═════ Dataset records ═════
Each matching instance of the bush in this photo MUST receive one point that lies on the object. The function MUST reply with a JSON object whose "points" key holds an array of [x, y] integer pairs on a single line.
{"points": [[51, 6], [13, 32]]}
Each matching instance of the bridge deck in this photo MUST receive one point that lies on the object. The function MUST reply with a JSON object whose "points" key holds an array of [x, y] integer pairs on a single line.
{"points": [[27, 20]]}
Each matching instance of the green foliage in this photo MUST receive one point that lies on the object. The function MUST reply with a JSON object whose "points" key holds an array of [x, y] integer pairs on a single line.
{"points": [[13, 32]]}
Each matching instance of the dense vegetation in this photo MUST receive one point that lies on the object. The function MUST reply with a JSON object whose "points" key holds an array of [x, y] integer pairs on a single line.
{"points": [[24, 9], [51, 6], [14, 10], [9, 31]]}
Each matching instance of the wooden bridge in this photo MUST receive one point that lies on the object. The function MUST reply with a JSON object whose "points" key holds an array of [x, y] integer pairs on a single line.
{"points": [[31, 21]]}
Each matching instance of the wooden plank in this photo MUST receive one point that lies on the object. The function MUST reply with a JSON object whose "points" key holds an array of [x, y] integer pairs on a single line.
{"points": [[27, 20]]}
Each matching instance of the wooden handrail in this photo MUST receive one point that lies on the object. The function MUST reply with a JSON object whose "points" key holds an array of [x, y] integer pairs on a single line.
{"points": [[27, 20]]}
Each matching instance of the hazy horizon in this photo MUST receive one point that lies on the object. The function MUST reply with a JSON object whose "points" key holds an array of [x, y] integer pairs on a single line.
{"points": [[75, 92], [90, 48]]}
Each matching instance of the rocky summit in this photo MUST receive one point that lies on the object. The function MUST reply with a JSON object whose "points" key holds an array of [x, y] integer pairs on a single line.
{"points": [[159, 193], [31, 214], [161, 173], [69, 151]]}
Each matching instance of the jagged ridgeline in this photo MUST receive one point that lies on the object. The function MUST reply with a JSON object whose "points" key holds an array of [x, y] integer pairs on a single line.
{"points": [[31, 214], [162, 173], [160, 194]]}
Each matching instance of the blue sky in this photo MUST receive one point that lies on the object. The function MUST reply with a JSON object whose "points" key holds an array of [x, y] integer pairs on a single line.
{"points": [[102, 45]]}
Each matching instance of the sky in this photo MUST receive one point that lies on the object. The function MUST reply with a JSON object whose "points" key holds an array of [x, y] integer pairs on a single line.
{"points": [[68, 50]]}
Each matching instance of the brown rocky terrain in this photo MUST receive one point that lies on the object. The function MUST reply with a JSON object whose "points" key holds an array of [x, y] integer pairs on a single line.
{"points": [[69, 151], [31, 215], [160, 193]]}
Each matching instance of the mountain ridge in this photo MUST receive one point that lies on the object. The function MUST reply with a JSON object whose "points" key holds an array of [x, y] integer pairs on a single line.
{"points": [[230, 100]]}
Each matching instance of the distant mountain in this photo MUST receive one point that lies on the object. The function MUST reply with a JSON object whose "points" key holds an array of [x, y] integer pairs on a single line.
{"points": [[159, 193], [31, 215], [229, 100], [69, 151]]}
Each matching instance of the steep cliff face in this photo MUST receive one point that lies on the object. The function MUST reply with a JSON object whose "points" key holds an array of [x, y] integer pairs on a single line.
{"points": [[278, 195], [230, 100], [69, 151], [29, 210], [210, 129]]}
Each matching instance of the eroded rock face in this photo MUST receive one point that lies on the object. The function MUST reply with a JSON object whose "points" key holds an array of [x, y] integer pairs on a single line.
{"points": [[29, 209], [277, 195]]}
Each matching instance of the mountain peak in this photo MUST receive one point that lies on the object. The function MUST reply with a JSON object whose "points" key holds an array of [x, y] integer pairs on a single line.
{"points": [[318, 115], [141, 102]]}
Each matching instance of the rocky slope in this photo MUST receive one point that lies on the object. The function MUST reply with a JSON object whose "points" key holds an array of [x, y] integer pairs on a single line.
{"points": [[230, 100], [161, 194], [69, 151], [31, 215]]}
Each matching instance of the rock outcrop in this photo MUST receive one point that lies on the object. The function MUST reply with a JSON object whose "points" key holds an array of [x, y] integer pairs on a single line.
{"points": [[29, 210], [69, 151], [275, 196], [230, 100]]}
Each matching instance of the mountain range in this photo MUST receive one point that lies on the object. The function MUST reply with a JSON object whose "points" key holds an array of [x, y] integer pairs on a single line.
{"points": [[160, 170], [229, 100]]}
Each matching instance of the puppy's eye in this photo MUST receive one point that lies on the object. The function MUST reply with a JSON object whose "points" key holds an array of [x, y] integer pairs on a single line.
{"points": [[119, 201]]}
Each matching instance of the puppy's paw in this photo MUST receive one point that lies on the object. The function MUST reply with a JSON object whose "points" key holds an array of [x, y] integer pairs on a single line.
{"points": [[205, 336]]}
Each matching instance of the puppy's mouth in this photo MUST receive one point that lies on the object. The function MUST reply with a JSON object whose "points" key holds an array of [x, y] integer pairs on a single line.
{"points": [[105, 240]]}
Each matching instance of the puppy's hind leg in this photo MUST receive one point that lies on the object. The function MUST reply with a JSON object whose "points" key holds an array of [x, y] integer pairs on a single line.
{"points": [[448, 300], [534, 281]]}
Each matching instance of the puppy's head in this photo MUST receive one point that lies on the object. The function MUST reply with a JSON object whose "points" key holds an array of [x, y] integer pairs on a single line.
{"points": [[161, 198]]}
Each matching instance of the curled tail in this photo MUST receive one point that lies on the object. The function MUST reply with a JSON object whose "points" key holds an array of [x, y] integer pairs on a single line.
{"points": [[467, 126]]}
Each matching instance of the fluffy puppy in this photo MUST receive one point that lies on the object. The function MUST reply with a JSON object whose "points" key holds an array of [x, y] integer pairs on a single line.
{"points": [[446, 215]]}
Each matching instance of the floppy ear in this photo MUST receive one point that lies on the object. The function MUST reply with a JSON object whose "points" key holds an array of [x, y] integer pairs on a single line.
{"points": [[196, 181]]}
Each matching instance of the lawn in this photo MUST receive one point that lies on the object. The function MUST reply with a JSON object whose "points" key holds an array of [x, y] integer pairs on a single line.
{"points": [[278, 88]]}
═════
■ Directions for this task ■
Can you give every line above again, exactly as written?

■ Written reply ■
Each matching instance of the bush in this photo MUST receive one point that lies on the object. The function MUST reply with a JSON object whose "points" key holds an array of [x, y] integer pairs on a single line.
{"points": [[51, 6], [13, 32]]}
Each matching instance of the bridge deck in this photo MUST receive one point that lies on the object. The function MUST reply with a JSON object whose "points" key holds an array of [x, y] integer pairs on a single line.
{"points": [[27, 20]]}
Each matching instance of the green foliage in this photo MUST receive one point that lies on the object. The function MUST reply with a JSON object whose "points" key holds an array of [x, y] integer pairs on a single line.
{"points": [[13, 32]]}
Each matching instance of the dense vegetation in this photo MUST receive one point that lies on the object. The function MUST reply with a JSON object whose "points" key holds an array of [x, y] integer pairs on a single line.
{"points": [[24, 9], [51, 6], [14, 10], [9, 31]]}
Each matching instance of the wooden bridge in this photo MUST receive one point that lies on the object. The function MUST reply with a JSON object whose "points" key holds an array of [x, y] integer pairs on a single line.
{"points": [[31, 21]]}
Each matching instance of the wooden plank in this photo MUST receive one point that lies on the object. The function MUST reply with a JSON object whose "points" key holds an array of [x, y] integer pairs on a single line.
{"points": [[27, 20]]}
Each matching instance of the wooden handrail in this photo MUST receive one point that lies on the object. The function MUST reply with a JSON object whose "points" key holds an array of [x, y] integer pairs on a single line.
{"points": [[27, 20]]}
Each matching instance of the hazy horizon in this photo MUST receive one point that lies on the object. The function MUST reply with a JSON object whose "points" key holds an array of [x, y] integer pairs on a single line.
{"points": [[75, 92], [90, 48]]}
Each matching instance of the rocky summit in this photo MUST receive one point that lies on the object. The function MUST reply with a JSON object whose "points" key holds an array of [x, y] integer pairs on a single line.
{"points": [[159, 193], [31, 214], [161, 173], [69, 151]]}
Each matching instance of the jagged ridgeline in this photo MUST receive one point that lies on the object. The function MUST reply with a JSON object whose "points" key holds an array of [x, y] integer pairs on a single line.
{"points": [[31, 214], [162, 173], [160, 194]]}
Each matching instance of the blue sky in this photo MUST receive one point that lies on the object. The function MUST reply with a JSON object whose "points" key holds an array of [x, y] integer pairs on a single line.
{"points": [[102, 45]]}
Each matching instance of the sky in this photo MUST receive one point that lies on the object. The function MUST reply with a JSON object whose "points" key holds an array of [x, y] integer pairs on a single line.
{"points": [[68, 50]]}
Each matching instance of the brown rocky terrain in this photo MUST receive one point that lies on the object. The function MUST reply with a JSON object whose "points" key holds an array of [x, y] integer pairs on a single line.
{"points": [[69, 151], [31, 215], [160, 193]]}
Each matching instance of the mountain ridge in this photo MUST receive one point that lies on the object. The function MUST reply with a JSON object whose "points" key holds an array of [x, y] integer pairs on a single line.
{"points": [[230, 100]]}
Each matching instance of the distant mountain in this photo MUST receive one point that lies on the object. The function MUST reply with a JSON object whose "points" key holds an array of [x, y] integer pairs on a single line.
{"points": [[159, 193], [31, 215], [229, 100], [69, 151]]}
Each matching instance of the steep cliff face in this photo MUST receive one point that lies on the object. The function MUST reply with a JSON object whose "points" key holds an array of [x, y] integer pairs on a single line.
{"points": [[278, 195], [230, 100], [69, 151], [29, 210], [210, 129]]}
Each matching instance of the eroded rock face in this photo MUST receive one point that lies on the object. The function MUST reply with a JSON object whose "points" key holds an array of [x, y] integer pairs on a single line.
{"points": [[29, 209], [277, 195]]}
Each matching instance of the mountain peak in this photo MUST receive one point that lies on the object. The function MUST reply with a JSON object whose "points" key holds an array of [x, y] integer pairs on a single line.
{"points": [[318, 115], [141, 102]]}
Each matching instance of the rocky slope in this photo MUST receive one point that lies on the object. The function MUST reply with a JSON object whose "points" key holds an array of [x, y] integer pairs on a single line.
{"points": [[230, 100], [161, 194], [69, 151], [31, 215]]}
Each matching instance of the rock outcrop in this photo MUST receive one point that lies on the object. The function MUST reply with a JSON object whose "points" key holds an array of [x, y] integer pairs on a single line.
{"points": [[29, 210], [69, 151], [275, 196], [230, 100]]}
Each matching instance of the mountain range in this photo MUST receive one point that lies on the object. The function MUST reply with a JSON object whose "points" key holds an array of [x, y] integer pairs on a single line.
{"points": [[160, 170], [229, 100]]}
Each matching instance of the puppy's eye in this photo MUST receive one point that lies on the object. The function MUST reply with a JSON object whose "points" key holds an array of [x, y] integer pairs on a single line.
{"points": [[119, 201]]}
Each matching instance of the puppy's paw in this photo MUST receive one point that lies on the object. The function MUST reply with a JSON object whose "points" key holds an array of [x, y] integer pairs on a single line.
{"points": [[205, 336]]}
Each matching instance of the puppy's mouth in this photo MUST receive one point that lies on the object. The function MUST reply with a JSON object whose "points" key holds an array of [x, y] integer pairs on a single line.
{"points": [[105, 240]]}
Each matching instance of the puppy's hind leg in this photo MUST receive one point that lies on the object. The function MUST reply with a JSON object whose "points" key holds an array of [x, y] integer pairs on a single line.
{"points": [[448, 300], [534, 281]]}
Each matching instance of the puppy's head in this photo MUST receive one point that lies on the object. The function MUST reply with a JSON object whose "points" key holds an array of [x, y] integer pairs on a single line.
{"points": [[161, 198]]}
Each matching instance of the curled tail in this photo MUST receive one point that lies on the object. The function MUST reply with a JSON object whose "points" key holds an array of [x, y] integer pairs on a single line.
{"points": [[467, 126]]}
Each matching instance of the fluffy puppy in this photo MUST receive one point that lies on the object. The function MUST reply with a JSON object whose "points" key holds an array of [x, y] integer pairs on a single line.
{"points": [[446, 215]]}
Each matching instance of the floppy ear in this photo MUST receive one point that lies on the object. The function MUST reply with a JSON object whose "points" key holds an array of [x, y] integer pairs on a single line.
{"points": [[196, 181]]}
Each matching instance of the lawn in this photo MUST receive one point that lies on the object. The function MUST reply with a JSON object whose "points" key holds an array of [x, y] integer pairs on a single line.
{"points": [[278, 88]]}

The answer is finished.